▸ **Teks yang Disediakan**:
Bela 160 Juta Petani, Mentan Amran Dikeroyok Tempo dan AJI

Japiknews.com –  Jakarta – Ketika Menteri Pertanian Andi Amran Sulaiman memutuskan menggugat Tempo ke pengadilan dengan nilai Rp200 miliar, banyak yang terkejut. Tapi lebih banyak lagi yang seolah pura-pura tidak paham: bahwa gugatan itu bukan untuk membungkam media, melainkan untuk membela harga diri 160 juta petani Indonesia yang telah dihina dengan visual, dikriminalisasi dengan narasi, dan dipermalukan di ruang publik oleh media yang seharusnya menjadi penjaga kebenaran.

▸ **Data yang Disediakan**:
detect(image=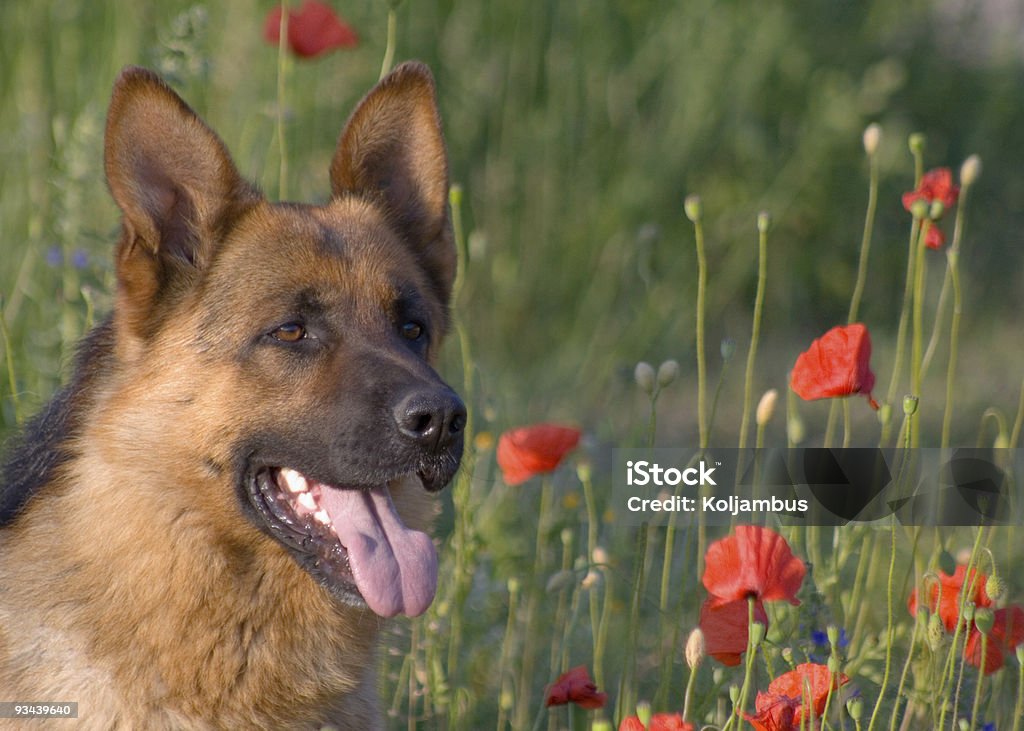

▸ **Kerjakan Soal Berikut**:
1. Jawablah pertanyaan tentang artikel mengenai gugatan Menteri Pertanian terhadap Tempo.
(a) Siapa nama Menteri Pertanian yang disebut dalam artikel itu?
(b) Berapa nilai gugatan yang diajukan ke pengadilan?
(c) Berapa jumlah petani Indonesia yang disebut dalam artikel itu?
2. Menurut artikel itu, apa tujuan gugatan yang diajukan Menteri Pertanian terhadap Tempo? Jelaskan dalam satu sampai tiga kalimat.
3. Ketik ulang bagian artikel itu mulai dari "Bela 160 Juta" sampai dengan "menjadi penjaga kebenaran.".
Materi tersebut tidak diperlukan untuk mengerjakan soal.

▸ **Kunci Jawaban**:
1.
(a) Andi Amran Sulaiman.
(b) Rp200 miliar.
(c) 160 juta petani.

2. Gugatan itu bukan untuk membungkam media, melainkan untuk membela harga diri 160 juta petani Indonesia. Menurut artikel itu, para petani telah dihina dengan visual, dikriminalisasi dengan narasi, dan dipermalukan di ruang publik oleh media yang seharusnya menjadi penjaga kebenaran.

3.
Bela 160 Juta Petani, Mentan Amran Dikeroyok Tempo dan AJI

Japiknews.com –  Jakarta – Ketika Menteri Pertanian Andi Amran Sulaiman memutuskan menggugat Tempo ke pengadilan dengan nilai Rp200 miliar, banyak yang terkejut. Tapi lebih banyak lagi yang seolah pura-pura tidak paham: bahwa gugatan itu bukan untuk membungkam media, melainkan untuk membela harga diri 160 juta petani Indonesia yang telah dihina dengan visual, dikriminalisasi dengan narasi, dan dipermalukan di ruang publik oleh media yang seharusnya menjadi penjaga kebenaran.